* _Text to read_
'''
September 11, 2017
St. Peter and St. Casimir Parish celebrates centennials of founding parishes
Story and photos by David Martin
WESTFIELD — Celebrating their Lithuanian and Slovak heritages, more than 200 people gathered to commemorate “100 years of Faith, Hope and Love” of both the St. Peter and the St. Casimir parishes in Westfield.
St. Peter and St. Casimir Parish was formerly two separate parishes, but merged together to become one parish in June of 2003. St. Casimir Parish, being of Lithuanian heritage, was constructed at 38 Parkside Ave. in 1918 and closed in 2003. St. Peter Parish, being of Slovak heritage, was built in 1916 and the building on 24 State St. was retained for the merged parish.
The Mass celebrating the roots of both founding parishes took place on Sunday, Sept. 20 at 10:30 a.m. and was celebrated by Springfield Bishop Mitchell T. Rozanski. Bishop Rozanski said in his homily it took a great deal of courage, foresight and also hopes and dreams of a better future for ancestors coming from Slovakia and Lithuania to Westfield 100 years ago.
He said the current parish of St. Peter and St. Casimir is a testimony to those who had come over so many years ago with that dream and that foresight, and what united them when they got to these shores was the Catholic faith, so they sought out one another. Bishop Rozanski said in developing community they had a desire to build churches where they could gather praising God and hearing sermons spoken in their own language because it was the faith that rooted them in their native countries and reminded them of home.
“When we gather here today to give thanks for these 100 years, we have to look back with gratitude to God for the courage and fortitude that our ancestors had in coming to this country. If there was one constant they had in their travels, it has been faith – a faith that has allowed them to be solidly grounded in what God had called them to be, in living the faith out and truly being Catholic,” said Bishop Rozanski.
Bishop Rozanski said a century later, as spiritual sons and daughters and grandsons and granddaughters of the parishes’ founders, those gathered in the church for the Mass are still familiar with the customs of their ancestors and rejoice in the faith that they have passed on to future generations.
'''
* _Written instruction 1_
Lay out the rows as a Markdown table with columns named No. and Line, one numbered line per table row and blank lines omitted. Begin at the row line containing "locate the tall" and end after the row line containing "[[316, 296, 332, 351], [330, 297, 342, 350]]", including both.

* _Items listed in a dataset_
'''
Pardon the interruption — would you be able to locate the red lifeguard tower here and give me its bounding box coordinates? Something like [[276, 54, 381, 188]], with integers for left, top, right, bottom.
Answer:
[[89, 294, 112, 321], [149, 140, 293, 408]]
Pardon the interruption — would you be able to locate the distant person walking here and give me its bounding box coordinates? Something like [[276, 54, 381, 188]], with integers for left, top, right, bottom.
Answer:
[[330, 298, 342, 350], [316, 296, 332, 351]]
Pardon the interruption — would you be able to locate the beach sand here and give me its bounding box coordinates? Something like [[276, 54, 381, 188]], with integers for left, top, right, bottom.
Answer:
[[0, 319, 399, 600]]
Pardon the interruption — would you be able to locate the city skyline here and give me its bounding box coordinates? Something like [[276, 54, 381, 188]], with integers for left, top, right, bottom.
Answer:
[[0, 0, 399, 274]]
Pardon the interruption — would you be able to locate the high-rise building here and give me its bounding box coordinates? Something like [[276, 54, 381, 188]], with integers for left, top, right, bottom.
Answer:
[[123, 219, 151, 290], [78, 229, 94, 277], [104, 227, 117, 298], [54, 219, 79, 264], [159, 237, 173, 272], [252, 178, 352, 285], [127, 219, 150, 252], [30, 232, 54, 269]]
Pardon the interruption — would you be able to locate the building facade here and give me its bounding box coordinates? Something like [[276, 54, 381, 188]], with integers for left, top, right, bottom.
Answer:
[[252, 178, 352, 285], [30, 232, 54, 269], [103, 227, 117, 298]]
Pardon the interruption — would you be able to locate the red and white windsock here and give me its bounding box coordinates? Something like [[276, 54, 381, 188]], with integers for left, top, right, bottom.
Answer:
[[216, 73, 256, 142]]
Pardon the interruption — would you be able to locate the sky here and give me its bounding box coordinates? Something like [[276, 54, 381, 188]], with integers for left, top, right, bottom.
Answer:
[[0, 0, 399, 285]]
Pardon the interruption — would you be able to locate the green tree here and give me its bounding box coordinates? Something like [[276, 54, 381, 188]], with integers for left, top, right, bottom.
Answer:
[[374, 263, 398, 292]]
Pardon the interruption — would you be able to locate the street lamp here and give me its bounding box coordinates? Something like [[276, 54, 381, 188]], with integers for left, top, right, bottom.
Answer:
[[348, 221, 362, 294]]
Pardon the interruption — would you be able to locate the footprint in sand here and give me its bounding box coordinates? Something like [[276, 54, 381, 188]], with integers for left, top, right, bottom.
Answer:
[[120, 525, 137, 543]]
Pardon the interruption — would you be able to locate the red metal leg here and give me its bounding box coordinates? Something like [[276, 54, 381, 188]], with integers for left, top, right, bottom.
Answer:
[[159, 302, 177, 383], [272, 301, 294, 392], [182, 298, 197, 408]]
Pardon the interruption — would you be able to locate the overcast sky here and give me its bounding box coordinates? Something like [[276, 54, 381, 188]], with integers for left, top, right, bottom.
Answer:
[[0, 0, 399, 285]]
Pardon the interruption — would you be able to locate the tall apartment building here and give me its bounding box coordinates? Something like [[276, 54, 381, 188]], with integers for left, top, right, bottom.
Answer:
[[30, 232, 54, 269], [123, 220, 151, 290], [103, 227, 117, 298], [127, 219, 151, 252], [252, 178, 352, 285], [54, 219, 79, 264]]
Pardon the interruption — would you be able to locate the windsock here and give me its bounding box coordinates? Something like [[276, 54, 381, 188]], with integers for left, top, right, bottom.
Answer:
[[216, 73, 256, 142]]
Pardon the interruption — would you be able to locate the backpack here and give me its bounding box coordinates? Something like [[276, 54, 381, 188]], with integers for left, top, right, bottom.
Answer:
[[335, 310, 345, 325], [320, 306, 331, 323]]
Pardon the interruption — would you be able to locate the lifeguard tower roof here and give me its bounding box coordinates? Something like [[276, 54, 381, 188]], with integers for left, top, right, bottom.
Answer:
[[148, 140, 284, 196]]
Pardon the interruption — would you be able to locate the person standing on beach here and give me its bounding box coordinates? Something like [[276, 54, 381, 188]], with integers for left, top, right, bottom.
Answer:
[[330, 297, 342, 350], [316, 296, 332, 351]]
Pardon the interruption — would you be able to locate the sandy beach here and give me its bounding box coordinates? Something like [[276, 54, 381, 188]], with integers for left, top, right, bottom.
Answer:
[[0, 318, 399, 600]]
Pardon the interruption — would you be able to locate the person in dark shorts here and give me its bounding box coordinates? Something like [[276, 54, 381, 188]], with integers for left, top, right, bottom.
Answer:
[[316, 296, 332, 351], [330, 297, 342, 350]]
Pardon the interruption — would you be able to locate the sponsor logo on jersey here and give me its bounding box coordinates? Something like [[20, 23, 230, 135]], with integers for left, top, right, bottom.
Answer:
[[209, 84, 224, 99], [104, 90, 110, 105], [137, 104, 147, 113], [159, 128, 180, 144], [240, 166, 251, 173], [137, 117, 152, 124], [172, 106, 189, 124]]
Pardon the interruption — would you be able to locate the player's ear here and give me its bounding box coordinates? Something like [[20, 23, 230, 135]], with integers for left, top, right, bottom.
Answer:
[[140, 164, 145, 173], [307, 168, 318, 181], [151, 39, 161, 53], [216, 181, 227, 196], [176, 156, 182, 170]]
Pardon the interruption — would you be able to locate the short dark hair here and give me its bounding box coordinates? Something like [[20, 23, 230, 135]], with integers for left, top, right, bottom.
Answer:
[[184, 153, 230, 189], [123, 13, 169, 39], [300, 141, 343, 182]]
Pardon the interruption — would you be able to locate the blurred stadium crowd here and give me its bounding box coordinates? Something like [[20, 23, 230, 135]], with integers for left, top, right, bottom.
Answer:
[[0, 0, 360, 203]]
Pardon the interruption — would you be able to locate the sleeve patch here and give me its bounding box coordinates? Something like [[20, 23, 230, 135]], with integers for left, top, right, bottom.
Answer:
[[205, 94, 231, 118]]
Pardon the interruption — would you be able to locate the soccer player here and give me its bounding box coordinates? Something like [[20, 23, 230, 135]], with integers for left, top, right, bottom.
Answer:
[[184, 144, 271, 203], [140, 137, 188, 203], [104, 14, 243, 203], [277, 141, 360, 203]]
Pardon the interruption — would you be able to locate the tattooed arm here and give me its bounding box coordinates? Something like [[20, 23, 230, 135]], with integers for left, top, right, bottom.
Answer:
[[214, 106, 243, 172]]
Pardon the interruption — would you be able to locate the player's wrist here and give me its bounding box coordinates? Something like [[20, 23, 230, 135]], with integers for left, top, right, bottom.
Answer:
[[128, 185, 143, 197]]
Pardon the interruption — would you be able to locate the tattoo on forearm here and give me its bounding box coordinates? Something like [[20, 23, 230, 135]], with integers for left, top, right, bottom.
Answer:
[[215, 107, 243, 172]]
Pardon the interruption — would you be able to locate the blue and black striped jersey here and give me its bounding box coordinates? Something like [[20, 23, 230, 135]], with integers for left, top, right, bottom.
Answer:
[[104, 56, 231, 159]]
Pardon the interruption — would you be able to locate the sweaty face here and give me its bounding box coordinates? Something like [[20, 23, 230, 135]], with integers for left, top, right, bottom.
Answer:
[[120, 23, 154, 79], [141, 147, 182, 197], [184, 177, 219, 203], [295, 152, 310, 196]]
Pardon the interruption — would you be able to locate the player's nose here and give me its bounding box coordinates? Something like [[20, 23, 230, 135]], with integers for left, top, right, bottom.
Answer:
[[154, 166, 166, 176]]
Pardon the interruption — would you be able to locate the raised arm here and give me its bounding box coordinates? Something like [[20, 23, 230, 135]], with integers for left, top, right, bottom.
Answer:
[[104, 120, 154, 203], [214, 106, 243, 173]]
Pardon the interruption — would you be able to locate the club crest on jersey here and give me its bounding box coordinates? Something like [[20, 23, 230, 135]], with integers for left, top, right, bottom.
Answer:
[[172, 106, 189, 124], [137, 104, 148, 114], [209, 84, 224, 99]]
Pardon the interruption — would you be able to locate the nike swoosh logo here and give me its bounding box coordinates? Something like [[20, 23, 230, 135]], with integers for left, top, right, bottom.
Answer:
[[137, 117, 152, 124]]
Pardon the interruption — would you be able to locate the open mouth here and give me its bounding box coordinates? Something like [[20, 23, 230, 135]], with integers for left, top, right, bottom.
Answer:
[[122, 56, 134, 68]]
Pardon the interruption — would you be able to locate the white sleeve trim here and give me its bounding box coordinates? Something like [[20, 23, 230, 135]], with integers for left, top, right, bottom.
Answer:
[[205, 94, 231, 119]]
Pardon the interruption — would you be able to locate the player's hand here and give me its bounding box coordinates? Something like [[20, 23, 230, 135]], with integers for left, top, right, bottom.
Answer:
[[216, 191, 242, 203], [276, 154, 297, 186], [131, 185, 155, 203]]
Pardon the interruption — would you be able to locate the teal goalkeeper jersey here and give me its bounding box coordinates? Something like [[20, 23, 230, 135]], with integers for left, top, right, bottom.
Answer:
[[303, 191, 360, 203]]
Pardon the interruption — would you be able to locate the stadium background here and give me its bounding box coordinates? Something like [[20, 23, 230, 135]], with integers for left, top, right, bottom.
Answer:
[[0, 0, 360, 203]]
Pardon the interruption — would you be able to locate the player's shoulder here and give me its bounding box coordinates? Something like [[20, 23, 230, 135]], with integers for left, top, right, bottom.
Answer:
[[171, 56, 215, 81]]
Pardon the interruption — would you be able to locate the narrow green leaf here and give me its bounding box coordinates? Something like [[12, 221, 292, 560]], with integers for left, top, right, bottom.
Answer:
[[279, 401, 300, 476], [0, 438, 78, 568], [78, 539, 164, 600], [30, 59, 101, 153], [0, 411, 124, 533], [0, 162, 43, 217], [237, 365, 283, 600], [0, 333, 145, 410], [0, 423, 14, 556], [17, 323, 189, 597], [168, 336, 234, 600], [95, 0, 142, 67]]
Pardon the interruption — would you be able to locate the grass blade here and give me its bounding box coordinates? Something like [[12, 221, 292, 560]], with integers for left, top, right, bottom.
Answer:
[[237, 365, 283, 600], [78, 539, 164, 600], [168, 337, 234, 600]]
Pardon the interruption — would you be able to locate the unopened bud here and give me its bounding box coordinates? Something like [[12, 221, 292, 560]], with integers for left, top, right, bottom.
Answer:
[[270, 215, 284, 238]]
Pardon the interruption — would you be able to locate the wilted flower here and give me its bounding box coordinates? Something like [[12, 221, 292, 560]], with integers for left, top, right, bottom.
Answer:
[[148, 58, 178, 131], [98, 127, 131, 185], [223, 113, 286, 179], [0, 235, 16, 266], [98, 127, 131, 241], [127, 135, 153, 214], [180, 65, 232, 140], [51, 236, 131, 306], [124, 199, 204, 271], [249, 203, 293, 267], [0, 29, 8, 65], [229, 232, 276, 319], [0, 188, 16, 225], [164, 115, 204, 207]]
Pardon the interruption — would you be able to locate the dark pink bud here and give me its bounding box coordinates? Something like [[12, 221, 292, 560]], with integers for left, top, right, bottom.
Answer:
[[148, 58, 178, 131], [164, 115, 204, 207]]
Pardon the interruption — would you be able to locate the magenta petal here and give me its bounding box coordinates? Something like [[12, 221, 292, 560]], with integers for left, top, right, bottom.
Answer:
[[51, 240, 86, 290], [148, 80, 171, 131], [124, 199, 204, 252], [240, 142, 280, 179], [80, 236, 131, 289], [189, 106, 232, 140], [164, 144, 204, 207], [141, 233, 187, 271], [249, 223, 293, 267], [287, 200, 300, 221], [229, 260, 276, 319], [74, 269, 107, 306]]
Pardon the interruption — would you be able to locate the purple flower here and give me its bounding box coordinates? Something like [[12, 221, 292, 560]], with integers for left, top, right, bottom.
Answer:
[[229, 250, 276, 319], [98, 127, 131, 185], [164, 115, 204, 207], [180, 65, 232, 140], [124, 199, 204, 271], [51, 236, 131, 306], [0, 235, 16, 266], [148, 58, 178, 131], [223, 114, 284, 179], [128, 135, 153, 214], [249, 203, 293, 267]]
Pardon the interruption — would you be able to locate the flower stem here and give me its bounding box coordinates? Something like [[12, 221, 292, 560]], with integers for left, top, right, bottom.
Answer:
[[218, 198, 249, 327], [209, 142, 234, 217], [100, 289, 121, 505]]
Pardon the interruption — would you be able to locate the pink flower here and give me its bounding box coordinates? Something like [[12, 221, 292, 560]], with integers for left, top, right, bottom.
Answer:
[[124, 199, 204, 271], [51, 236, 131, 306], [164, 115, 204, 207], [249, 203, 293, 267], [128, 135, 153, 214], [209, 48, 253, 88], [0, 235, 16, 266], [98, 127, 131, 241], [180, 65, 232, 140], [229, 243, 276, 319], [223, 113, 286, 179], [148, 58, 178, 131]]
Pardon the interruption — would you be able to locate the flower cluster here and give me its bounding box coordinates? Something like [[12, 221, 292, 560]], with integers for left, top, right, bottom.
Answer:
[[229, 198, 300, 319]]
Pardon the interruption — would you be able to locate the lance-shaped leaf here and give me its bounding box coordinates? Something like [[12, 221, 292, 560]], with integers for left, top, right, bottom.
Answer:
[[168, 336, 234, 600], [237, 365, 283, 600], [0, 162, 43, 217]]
'''
* _Written instruction 2_
Duplicate the passage of the parish centennial article that begins with the words "St. Peter and St. Casimir Parish was" and ends after the words "100 years ago.".

* _Written reply 1_
| No. | Line |
|---|---|
| 1 | Pardon the interruption — would you be able to locate the tall apartment building here and give me its bounding box coordinates? Something like [[276, 54, 381, 188]], with integers for left, top, right, bottom. |
| 2 | Answer: |
| 3 | [[30, 232, 54, 269], [123, 220, 151, 290], [103, 227, 117, 298], [127, 219, 151, 252], [252, 178, 352, 285], [54, 219, 79, 264]] |
| 4 | Pardon the interruption — would you be able to locate the windsock here and give me its bounding box coordinates? Something like [[276, 54, 381, 188]], with integers for left, top, right, bottom. |
| 5 | Answer: |
| 6 | [[216, 73, 256, 142]] |
| 7 | Pardon the interruption — would you be able to locate the backpack here and give me its bounding box coordinates? Something like [[276, 54, 381, 188]], with integers for left, top, right, bottom. |
| 8 | Answer: |
| 9 | [[335, 310, 345, 325], [320, 306, 331, 323]] |
| 10 | Pardon the interruption — would you be able to locate the lifeguard tower roof here and give me its bounding box coordinates? Something like [[276, 54, 381, 188]], with integers for left, top, right, bottom. |
| 11 | Answer: |
| 12 | [[148, 140, 284, 196]] |
| 13 | Pardon the interruption — would you be able to locate the person standing on beach here and give me its bounding box coordinates? Something like [[276, 54, 381, 188]], with integers for left, top, right, bottom. |
| 14 | Answer: |
| 15 | [[330, 297, 342, 350], [316, 296, 332, 351]] |
| 16 | Pardon the interruption — would you be able to locate the sandy beach here and give me its bounding box coordinates? Something like [[276, 54, 381, 188]], with integers for left, top, right, bottom. |
| 17 | Answer: |
| 18 | [[0, 318, 399, 600]] |
| 19 | Pardon the interruption — would you be able to locate the person in dark shorts here and give me its bounding box coordinates? Something like [[276, 54, 381, 188]], with integers for left, top, right, bottom. |
| 20 | Answer: |
| 21 | [[316, 296, 332, 351], [330, 297, 342, 350]] |

* _Written reply 2_
St. Peter and St. Casimir Parish was formerly two separate parishes, but merged together to become one parish in June of 2003. St. Casimir Parish, being of Lithuanian heritage, was constructed at 38 Parkside Ave. in 1918 and closed in 2003. St. Peter Parish, being of Slovak heritage, was built in 1916 and the building on 24 State St. was retained for the merged parish.
The Mass celebrating the roots of both founding parishes took place on Sunday, Sept. 20 at 10:30 a.m. and was celebrated by Springfield Bishop Mitchell T. Rozanski. Bishop Rozanski said in his homily it took a great deal of courage, foresight and also hopes and dreams of a better future for ancestors coming from Slovakia and Lithuania to Westfield 100 years ago.